#### [Passage fourni]
+---+

Comme le secours indiqué ici n’était autre que la mission dont la Pucelle se croyait chargée depuis 1425, il faut sans doute voir dans ces paroles moins une prophétie qu’une résolution arrêtée à l’avance. Qui pourrait s’étonner qu’une chrétienne aussi fervente, attendant tout de l’appui céleste dans l’œuvre de l’affranchissement de son pays, eût choisi pour entreprendre cette œuvre le moment où des mortifications générales, des pratiques de dévotion extraordinaires, les indulgences plénières attachées au jubilé devaient valoir à ses concitoyens opprimés les effets de la miséricorde divine ? Quoi qu’il en soit, il paraît certain que cette considération fut mise en avant par les conseillers de Charles VII pour décider ce prince à ne pas repousser de prime abord les ouvertures de Jeanne : » Le roi, firent remarquer ces conseillers, en considération de sa propre détresse et de celle de son royaume et ayant égard à la pénitence assidue et aux prières de son peuple à Dieu, ne doit pas renvoyer ni rebuter cette jeune fille. »

+---+

Enregistrements issus d'une source de données:
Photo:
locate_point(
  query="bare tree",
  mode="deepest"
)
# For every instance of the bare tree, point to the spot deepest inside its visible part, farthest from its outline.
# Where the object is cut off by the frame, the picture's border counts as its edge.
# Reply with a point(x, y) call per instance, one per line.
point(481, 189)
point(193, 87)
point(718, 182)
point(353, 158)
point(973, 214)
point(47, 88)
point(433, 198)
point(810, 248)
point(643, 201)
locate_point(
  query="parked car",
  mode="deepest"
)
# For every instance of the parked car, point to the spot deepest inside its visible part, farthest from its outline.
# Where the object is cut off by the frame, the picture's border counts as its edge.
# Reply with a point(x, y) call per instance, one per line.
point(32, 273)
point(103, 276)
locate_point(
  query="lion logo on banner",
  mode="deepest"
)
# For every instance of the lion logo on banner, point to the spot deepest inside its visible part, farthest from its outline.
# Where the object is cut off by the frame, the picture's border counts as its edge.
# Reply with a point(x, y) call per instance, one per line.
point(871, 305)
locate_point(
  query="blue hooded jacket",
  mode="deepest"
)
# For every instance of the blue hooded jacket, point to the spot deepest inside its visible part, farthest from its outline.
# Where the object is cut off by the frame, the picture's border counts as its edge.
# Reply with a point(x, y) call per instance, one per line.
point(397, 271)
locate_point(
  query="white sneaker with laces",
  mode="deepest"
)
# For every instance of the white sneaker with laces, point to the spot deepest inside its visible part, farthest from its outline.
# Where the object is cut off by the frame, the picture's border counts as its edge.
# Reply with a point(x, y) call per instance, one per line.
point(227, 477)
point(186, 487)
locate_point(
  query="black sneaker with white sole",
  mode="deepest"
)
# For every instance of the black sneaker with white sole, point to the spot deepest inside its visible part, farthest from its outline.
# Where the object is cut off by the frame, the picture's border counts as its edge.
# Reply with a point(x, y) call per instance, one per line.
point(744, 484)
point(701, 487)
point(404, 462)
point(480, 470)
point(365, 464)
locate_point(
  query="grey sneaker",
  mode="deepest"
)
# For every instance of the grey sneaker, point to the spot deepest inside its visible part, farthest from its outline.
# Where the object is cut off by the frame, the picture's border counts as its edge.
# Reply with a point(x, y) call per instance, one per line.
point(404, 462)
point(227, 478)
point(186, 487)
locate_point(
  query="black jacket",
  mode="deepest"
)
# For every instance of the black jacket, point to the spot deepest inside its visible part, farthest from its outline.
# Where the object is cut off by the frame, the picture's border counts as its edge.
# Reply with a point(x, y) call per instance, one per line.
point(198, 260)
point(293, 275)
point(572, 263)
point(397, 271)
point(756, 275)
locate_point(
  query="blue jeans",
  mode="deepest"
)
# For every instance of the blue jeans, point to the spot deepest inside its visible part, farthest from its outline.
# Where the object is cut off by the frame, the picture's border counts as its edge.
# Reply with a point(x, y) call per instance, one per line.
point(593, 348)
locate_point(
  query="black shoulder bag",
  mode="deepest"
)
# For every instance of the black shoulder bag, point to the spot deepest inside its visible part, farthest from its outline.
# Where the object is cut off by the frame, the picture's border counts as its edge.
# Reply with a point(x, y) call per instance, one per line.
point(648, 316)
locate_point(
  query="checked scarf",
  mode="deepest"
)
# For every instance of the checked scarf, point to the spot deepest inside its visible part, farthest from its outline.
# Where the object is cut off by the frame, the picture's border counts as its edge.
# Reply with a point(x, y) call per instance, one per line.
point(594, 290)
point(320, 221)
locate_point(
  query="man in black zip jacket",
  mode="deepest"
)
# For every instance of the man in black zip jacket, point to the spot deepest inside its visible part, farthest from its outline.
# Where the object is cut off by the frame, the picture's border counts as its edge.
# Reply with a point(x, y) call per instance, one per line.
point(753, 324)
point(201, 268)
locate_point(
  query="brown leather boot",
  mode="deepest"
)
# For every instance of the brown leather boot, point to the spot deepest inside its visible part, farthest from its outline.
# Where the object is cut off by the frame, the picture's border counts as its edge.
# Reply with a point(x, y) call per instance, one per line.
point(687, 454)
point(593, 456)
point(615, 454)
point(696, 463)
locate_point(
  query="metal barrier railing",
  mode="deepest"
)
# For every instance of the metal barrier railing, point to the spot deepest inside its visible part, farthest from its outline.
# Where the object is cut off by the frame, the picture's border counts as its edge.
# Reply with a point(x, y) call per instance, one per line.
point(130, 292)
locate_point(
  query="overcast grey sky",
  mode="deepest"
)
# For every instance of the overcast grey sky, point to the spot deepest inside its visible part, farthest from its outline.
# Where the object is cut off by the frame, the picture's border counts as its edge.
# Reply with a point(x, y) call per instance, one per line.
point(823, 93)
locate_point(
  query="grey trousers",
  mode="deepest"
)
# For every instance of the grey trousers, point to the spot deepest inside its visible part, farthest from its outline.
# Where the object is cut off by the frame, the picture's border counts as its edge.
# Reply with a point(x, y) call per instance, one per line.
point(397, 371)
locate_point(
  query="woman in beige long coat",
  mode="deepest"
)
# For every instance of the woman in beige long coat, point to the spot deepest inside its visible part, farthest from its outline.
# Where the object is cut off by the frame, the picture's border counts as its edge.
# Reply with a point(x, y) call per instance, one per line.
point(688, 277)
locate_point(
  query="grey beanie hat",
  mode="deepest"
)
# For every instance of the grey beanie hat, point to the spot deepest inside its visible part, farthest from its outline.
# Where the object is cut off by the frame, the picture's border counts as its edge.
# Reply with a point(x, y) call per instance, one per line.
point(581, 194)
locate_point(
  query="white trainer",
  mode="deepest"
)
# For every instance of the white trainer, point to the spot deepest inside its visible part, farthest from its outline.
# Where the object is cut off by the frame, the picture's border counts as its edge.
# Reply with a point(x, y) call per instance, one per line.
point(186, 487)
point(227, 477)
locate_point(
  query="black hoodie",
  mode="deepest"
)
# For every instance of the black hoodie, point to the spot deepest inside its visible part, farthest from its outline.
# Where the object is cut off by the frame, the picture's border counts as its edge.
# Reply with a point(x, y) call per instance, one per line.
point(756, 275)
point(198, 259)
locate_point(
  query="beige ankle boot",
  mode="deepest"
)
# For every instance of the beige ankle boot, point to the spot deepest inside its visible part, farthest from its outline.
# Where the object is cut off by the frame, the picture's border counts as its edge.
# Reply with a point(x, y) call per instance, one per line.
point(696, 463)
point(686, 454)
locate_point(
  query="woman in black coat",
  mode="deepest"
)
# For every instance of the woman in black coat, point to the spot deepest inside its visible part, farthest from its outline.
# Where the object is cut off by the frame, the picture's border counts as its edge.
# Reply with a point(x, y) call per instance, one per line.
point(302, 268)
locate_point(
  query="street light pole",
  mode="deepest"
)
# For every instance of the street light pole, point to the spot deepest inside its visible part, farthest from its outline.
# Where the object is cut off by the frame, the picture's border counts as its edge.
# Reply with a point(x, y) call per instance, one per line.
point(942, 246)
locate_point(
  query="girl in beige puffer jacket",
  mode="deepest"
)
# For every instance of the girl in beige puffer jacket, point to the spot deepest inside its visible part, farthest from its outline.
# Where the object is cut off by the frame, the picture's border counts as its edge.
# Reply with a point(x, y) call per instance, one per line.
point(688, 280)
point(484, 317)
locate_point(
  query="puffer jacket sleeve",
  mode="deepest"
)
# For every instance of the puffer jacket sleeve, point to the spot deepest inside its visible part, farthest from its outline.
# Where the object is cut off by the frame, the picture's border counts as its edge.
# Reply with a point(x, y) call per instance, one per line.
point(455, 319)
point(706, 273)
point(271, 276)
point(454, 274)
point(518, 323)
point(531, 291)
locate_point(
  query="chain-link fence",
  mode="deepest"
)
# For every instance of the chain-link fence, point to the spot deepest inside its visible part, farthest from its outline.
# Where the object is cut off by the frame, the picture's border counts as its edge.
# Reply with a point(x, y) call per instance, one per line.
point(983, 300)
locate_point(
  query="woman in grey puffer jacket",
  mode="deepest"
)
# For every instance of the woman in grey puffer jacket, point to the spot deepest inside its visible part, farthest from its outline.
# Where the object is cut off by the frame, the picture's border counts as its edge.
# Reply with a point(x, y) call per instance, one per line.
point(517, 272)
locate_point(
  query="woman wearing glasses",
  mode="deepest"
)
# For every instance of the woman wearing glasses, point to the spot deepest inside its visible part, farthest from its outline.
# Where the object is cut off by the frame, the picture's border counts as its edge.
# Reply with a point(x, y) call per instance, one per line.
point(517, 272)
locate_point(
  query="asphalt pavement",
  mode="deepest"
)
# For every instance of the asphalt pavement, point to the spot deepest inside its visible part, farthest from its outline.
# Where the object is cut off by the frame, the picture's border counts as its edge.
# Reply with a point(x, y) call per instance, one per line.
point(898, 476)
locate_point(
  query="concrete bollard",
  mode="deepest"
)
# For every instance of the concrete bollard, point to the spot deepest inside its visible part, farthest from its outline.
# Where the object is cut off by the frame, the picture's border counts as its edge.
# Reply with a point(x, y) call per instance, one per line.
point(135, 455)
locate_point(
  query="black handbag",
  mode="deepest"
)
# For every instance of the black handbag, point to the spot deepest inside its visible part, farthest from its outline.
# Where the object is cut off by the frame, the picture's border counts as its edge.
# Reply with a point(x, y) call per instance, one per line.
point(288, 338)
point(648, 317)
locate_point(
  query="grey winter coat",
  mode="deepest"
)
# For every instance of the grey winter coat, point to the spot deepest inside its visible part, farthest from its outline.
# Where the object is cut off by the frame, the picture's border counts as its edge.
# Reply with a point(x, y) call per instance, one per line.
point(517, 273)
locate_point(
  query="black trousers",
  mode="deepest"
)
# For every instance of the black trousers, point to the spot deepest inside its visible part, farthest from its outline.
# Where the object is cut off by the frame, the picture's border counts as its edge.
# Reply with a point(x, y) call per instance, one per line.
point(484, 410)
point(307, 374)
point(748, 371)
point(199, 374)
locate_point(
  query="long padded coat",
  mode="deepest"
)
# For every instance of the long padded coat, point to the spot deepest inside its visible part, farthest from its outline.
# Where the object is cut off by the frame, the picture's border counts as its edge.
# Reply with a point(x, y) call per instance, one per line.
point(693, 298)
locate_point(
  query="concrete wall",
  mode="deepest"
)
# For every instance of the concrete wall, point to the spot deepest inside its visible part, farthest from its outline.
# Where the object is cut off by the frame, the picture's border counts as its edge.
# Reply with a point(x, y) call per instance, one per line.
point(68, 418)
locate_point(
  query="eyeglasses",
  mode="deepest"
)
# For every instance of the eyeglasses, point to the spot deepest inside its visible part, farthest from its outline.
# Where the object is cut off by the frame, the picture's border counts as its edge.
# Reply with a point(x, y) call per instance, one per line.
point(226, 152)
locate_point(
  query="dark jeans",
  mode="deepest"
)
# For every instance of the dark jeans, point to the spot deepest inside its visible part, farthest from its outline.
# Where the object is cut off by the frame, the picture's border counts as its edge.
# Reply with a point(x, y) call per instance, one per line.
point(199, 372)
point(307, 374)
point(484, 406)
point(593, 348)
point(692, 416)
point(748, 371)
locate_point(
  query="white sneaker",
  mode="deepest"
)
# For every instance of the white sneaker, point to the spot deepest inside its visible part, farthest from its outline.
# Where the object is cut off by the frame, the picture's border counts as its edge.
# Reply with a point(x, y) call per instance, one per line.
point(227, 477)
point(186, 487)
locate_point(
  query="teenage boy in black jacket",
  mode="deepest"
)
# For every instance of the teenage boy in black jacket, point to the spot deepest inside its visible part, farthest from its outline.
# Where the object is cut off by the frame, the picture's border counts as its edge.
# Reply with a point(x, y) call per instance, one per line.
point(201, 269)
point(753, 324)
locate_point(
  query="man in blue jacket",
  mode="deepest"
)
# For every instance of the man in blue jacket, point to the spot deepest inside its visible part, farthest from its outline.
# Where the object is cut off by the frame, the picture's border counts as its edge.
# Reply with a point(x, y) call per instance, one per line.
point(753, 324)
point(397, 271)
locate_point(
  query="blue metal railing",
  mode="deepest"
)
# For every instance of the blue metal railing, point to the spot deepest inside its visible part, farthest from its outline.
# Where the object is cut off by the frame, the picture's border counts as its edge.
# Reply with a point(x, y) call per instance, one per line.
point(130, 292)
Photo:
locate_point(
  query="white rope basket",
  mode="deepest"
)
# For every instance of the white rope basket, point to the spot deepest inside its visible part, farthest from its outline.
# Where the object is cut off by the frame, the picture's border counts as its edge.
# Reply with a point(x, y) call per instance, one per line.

+---+

#### [Tâche]
D'après le passage, depuis quelle année la Pucelle se croyait-elle chargée de sa mission ? Les enregistrements forment un matériau à part, distinct du passage.

#### [Réponse]
Depuis 1425.